#### Given instruction
Can you rewrite all the items below so that "match analytics" becomes "sports analytics" wherever it occurs, with nothing else altered?

__________

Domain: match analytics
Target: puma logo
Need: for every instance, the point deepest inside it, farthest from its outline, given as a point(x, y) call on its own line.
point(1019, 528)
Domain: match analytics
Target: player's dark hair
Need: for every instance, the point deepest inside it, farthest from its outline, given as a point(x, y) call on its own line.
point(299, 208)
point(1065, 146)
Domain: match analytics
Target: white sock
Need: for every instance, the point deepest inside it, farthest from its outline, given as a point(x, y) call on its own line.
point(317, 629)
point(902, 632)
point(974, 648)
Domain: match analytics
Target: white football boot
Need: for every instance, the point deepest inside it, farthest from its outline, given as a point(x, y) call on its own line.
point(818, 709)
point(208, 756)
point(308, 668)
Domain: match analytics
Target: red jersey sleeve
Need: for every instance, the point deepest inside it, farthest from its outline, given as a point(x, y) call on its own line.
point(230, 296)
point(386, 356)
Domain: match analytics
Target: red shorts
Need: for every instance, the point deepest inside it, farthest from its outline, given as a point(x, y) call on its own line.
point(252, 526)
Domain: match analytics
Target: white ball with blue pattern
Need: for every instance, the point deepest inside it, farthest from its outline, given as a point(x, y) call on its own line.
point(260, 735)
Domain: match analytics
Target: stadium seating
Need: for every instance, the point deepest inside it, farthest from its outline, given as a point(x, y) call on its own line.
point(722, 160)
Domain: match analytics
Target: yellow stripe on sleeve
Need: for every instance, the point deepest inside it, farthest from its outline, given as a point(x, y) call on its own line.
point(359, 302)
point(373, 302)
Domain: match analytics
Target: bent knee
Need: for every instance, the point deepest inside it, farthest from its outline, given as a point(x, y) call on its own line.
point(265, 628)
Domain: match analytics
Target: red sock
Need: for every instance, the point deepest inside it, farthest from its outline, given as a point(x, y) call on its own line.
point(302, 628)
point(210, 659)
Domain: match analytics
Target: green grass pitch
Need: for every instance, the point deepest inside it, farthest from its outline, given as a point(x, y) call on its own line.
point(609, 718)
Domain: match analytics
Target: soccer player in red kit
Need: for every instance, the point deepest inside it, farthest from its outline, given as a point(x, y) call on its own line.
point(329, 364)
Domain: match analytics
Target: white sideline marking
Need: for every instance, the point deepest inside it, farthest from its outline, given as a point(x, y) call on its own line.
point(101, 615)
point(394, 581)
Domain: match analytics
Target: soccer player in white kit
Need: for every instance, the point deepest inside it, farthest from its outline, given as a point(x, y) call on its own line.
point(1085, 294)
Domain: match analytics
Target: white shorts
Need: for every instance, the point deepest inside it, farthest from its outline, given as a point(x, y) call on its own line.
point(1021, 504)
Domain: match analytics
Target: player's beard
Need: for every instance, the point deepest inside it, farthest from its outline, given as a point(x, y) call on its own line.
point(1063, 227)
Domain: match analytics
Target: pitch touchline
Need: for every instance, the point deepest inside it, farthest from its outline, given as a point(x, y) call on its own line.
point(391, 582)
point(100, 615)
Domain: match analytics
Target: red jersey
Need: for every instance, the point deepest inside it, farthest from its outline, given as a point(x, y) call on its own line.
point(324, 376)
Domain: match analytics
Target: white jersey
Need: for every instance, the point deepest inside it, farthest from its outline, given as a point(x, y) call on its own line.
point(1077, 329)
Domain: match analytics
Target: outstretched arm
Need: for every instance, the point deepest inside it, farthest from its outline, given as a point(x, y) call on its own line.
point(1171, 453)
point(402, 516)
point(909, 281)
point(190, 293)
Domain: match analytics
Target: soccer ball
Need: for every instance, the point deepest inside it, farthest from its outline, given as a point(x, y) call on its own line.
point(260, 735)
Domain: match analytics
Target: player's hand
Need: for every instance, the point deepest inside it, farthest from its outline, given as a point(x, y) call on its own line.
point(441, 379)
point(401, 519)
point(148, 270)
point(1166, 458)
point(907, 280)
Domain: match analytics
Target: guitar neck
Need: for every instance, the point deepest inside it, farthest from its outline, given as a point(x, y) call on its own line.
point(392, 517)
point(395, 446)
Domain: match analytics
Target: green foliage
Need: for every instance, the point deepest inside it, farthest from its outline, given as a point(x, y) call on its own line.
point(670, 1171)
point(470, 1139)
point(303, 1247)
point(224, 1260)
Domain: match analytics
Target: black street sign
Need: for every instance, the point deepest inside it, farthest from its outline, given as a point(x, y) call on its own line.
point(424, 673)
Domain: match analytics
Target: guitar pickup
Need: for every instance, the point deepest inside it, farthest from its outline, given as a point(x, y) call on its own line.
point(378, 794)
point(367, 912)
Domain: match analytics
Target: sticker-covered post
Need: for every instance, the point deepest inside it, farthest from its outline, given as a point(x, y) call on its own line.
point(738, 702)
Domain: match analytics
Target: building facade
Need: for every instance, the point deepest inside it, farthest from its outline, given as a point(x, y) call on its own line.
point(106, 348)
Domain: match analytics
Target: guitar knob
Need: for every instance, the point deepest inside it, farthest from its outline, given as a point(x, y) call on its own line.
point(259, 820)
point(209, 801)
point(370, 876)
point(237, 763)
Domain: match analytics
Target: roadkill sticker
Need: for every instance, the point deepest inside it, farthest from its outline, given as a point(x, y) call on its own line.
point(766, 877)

__________

#### Completed exercise
Domain: sports analytics
Target: puma logo
Need: for every instance, the point deepest inside it, farthest from its outline, given as a point(x, y) call on its own line.
point(1019, 528)
Domain: sports analytics
Target: player's dark hair
Need: for every instance, the point deepest inside it, farthest from its outline, given as a point(x, y) call on its own line.
point(299, 208)
point(1065, 146)
Domain: sports analytics
Target: white sock
Need: for every instance, the point deepest inside it, farthest from its outline, given as a point(x, y) call on its own line.
point(317, 629)
point(902, 632)
point(974, 648)
Domain: sports analytics
Target: white football boot
Need: for every instance, the point deepest inside it, farthest from its outline, given as a point(x, y) call on its own line.
point(818, 709)
point(208, 756)
point(308, 668)
Domain: sports analytics
Target: red jersey sleeve
Need: for every instance, the point deepest inside it, farthest from its outline, given as a point(x, y) call on its own line.
point(230, 296)
point(386, 356)
Domain: sports analytics
Target: red shorts
Need: for every instance, the point deepest inside it, farthest from its outline, given as a point(x, y) call on its own line.
point(252, 526)
Domain: sports analytics
Target: white ball with blue pattern
Need: for every instance, the point deepest inside it, farthest from its outline, given as a point(x, y) call on its own line.
point(260, 735)
Domain: sports analytics
Target: stadium seating
Need: for every instance, the point deepest inside it, farthest from its outline, given as a point(x, y) call on its own line.
point(722, 160)
Domain: sports analytics
Target: yellow stripe on sleeve
Need: for every instance, the point deepest inside it, farthest from its outline, given as a point(x, y) call on its own line.
point(359, 302)
point(373, 302)
Domain: sports analytics
Target: bent knee
Need: for every instance, the point deepest inside it, farthest from its outline, given as a point(x, y) call on its own line.
point(265, 628)
Domain: sports analytics
Target: red sock
Need: for every instance, the point deepest inside it, farthest from its outline, given as a point(x, y) call on its own line.
point(302, 628)
point(210, 659)
Domain: sports analytics
Target: green grass pitch
Need: for every instance, the point deepest inside it, farthest from its outline, given as a point(x, y) call on its own line.
point(609, 718)
Domain: sports analytics
Target: soccer player in red kit
Need: for every instance, the point deepest inside it, farthest from its outline, given as a point(x, y) call on its own line.
point(329, 364)
Domain: sports analytics
Target: white sideline marking
Need: for every instance, the point deepest inside it, farthest from its outline, given as a point(x, y) call on its own line.
point(101, 615)
point(394, 581)
Domain: sports analytics
Target: soccer player in white kit
Need: for every instance, the point deepest inside it, farthest from its outline, given as a point(x, y) call on its own line.
point(1085, 294)
Domain: sports analytics
Target: white shorts
Need: for every instance, the point deepest inside it, farthest from its outline, given as a point(x, y) call on its own line.
point(1021, 504)
Domain: sports analytics
Target: player's beard
Need: for every instance, the point deepest inside it, farthest from its outline, given as a point(x, y) call on its own line.
point(1063, 227)
Domain: sports analytics
Target: pitch touchline
Need: for every instance, the point deepest inside it, farthest from its outline, given as a point(x, y) call on its own line.
point(391, 582)
point(100, 615)
Domain: sports analytics
Target: red jersey
Need: for every instance, the point deepest inside it, farthest from its outline, given as a point(x, y) call on its own line.
point(324, 376)
Domain: sports analytics
Target: white jersey
Need: for every instance, the point deepest inside it, farthest from its outline, given as a point(x, y) call on its own line.
point(1077, 329)
Domain: sports analytics
Target: outstretched arm
Need: for every instance, the point deepest inside it, farthest from its outline, given as a point(x, y) call on its own line.
point(1171, 453)
point(402, 516)
point(909, 281)
point(190, 293)
Domain: sports analytics
Target: soccer ball
Need: for every instance, the point deepest inside it, farthest from its outline, given as a point(x, y) call on its own line.
point(260, 735)
Domain: sports analytics
Target: player's hand
Need: for every instance, the point deepest inside it, farthest from its outline, given as a point(x, y) call on its own line.
point(441, 379)
point(401, 519)
point(148, 270)
point(1166, 458)
point(907, 280)
Domain: sports analytics
Target: guitar neck
Need: for every instance, the point deepest inside it, farthest from its outline, given as a point(x, y) call on its own line.
point(392, 517)
point(395, 446)
Domain: sports analytics
Target: green foliage
Need: for every instance, the point deepest inside it, farthest from its outline, given as a point(x, y) call on its own line.
point(670, 1171)
point(470, 1139)
point(303, 1247)
point(224, 1260)
Domain: sports analytics
Target: black street sign
Need: for every instance, the point deepest inside it, farthest from its outline, given as a point(x, y) call on its own line.
point(424, 673)
Domain: sports analytics
Target: guitar pickup
Need: for every instance, the point deepest inside it, farthest from its outline, given as a point(x, y) call on its own line.
point(378, 794)
point(367, 912)
Domain: sports analytics
Target: sticker-covered post
Need: for every instance, the point deepest inside it, farthest from its outline, given as a point(x, y) call on its own line.
point(738, 702)
Domain: sports analytics
Target: building facade
Need: for every instance, the point deepest inside it, farthest from its outline, given as a point(x, y) call on its own line.
point(106, 348)
Domain: sports analytics
Target: guitar knob
Need: for every instance, the point deepest inside it, farthest from its outline, given as a point(x, y) call on its own line.
point(259, 820)
point(209, 801)
point(370, 876)
point(237, 763)
Domain: sports analytics
Target: roadkill sticker
Need: for every instance, the point deepest inside it, farthest from its outline, given as a point(x, y) call on its own line.
point(766, 877)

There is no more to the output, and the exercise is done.